Exercise prompt
Print the entries in full, word for word, but not the pictures.
## START Material for the task
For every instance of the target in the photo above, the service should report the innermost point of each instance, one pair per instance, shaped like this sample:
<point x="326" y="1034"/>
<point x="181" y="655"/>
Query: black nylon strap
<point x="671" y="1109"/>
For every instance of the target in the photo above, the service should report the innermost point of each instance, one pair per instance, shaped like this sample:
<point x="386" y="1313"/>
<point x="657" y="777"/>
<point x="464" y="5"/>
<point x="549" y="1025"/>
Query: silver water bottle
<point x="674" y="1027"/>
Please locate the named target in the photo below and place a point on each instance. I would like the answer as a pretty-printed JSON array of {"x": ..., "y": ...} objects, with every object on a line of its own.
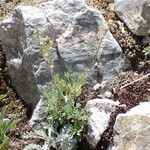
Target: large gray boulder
[
  {"x": 132, "y": 130},
  {"x": 135, "y": 14},
  {"x": 74, "y": 27},
  {"x": 101, "y": 110}
]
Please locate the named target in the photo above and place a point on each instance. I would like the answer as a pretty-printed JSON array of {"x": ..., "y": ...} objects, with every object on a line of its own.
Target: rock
[
  {"x": 101, "y": 110},
  {"x": 73, "y": 26},
  {"x": 132, "y": 130},
  {"x": 135, "y": 14}
]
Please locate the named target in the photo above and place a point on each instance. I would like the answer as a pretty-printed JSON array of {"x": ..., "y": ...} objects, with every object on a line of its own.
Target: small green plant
[
  {"x": 5, "y": 126},
  {"x": 62, "y": 107},
  {"x": 147, "y": 51},
  {"x": 2, "y": 96},
  {"x": 61, "y": 103}
]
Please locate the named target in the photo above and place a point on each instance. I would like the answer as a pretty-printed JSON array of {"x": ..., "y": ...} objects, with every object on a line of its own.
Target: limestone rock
[
  {"x": 101, "y": 110},
  {"x": 74, "y": 27},
  {"x": 135, "y": 14},
  {"x": 132, "y": 130}
]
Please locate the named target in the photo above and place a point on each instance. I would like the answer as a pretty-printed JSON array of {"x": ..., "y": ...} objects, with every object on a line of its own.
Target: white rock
[
  {"x": 74, "y": 25},
  {"x": 135, "y": 14},
  {"x": 132, "y": 129},
  {"x": 101, "y": 110}
]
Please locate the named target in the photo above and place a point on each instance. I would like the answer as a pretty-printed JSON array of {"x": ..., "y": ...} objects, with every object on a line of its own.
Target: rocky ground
[{"x": 132, "y": 47}]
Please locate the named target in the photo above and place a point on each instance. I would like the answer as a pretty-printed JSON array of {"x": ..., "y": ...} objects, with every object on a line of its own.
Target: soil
[{"x": 132, "y": 47}]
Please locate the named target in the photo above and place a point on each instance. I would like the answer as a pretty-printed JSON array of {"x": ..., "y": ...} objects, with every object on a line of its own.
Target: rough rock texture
[
  {"x": 101, "y": 110},
  {"x": 132, "y": 130},
  {"x": 74, "y": 27},
  {"x": 135, "y": 14}
]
## END Material for the task
Exercise response
For every instance of the target in the photo above, the service should report the innermost point of each instance, one pair per instance, shaped like this sample:
<point x="326" y="1034"/>
<point x="181" y="655"/>
Query: black nylon strap
<point x="671" y="1109"/>
For every instance of the target in the photo above, the service should report the innermost point of each instance, one pair per instance, shaped like this sample:
<point x="386" y="1313"/>
<point x="657" y="777"/>
<point x="464" y="5"/>
<point x="549" y="1025"/>
Query: silver water bottle
<point x="674" y="1027"/>
Please locate the named target in the photo below and place a point on each instance. I would like the answer as a pretty-printed JSON array of {"x": ..., "y": ...} objects, with every object on a line of its own.
Target: large gray boulder
[
  {"x": 132, "y": 130},
  {"x": 135, "y": 14},
  {"x": 74, "y": 27},
  {"x": 101, "y": 110}
]
Please locate the named target in the photo above and place a point on each instance. I would like the answer as a pretty-printed JSON array of {"x": ..., "y": ...} objects, with every object on a line of its own.
Target: rock
[
  {"x": 101, "y": 110},
  {"x": 73, "y": 26},
  {"x": 132, "y": 130},
  {"x": 135, "y": 14}
]
Please locate the named target in the photo above and place a point on each instance. I would like the answer as a pretty-printed JSON array of {"x": ..., "y": ...} objects, with every object on a line of its own.
Target: small green plant
[
  {"x": 5, "y": 126},
  {"x": 62, "y": 107},
  {"x": 147, "y": 51},
  {"x": 2, "y": 96},
  {"x": 61, "y": 103}
]
Please locate the named target in the photo above and place a point on each instance. I would like the answer as a pretty-printed JSON array of {"x": ..., "y": ...} objects, with every object on a line of its own.
Target: limestone rock
[
  {"x": 101, "y": 110},
  {"x": 74, "y": 27},
  {"x": 135, "y": 14},
  {"x": 132, "y": 130}
]
Please locate the named target in the photo above and place a point on each instance. I would like the answer as a pretty-printed JSON array of {"x": ..., "y": ...} objects, with every object on a line of its own.
Target: white rock
[
  {"x": 74, "y": 25},
  {"x": 135, "y": 14},
  {"x": 132, "y": 129},
  {"x": 101, "y": 110}
]
Please locate the named target in the photo above and place a point on each instance. I would like the answer as a pretty-printed JSON array of {"x": ..., "y": ...} objects, with every object on a line of its own.
Target: rocky ground
[{"x": 132, "y": 47}]
Please locate the named target in the photo above and place a point on each instance. I would like the answer as a pretty-printed JSON array of {"x": ..., "y": ...} objects, with every object on a line of its own.
Target: soil
[{"x": 132, "y": 47}]
Please locate the named target in the photo above and place a point on each instance. I would like the answer as a pretty-printed JSON array of {"x": ..., "y": ...} objects, with every object on a line of its own.
Target: rough rock texture
[
  {"x": 101, "y": 110},
  {"x": 132, "y": 130},
  {"x": 74, "y": 27},
  {"x": 135, "y": 14}
]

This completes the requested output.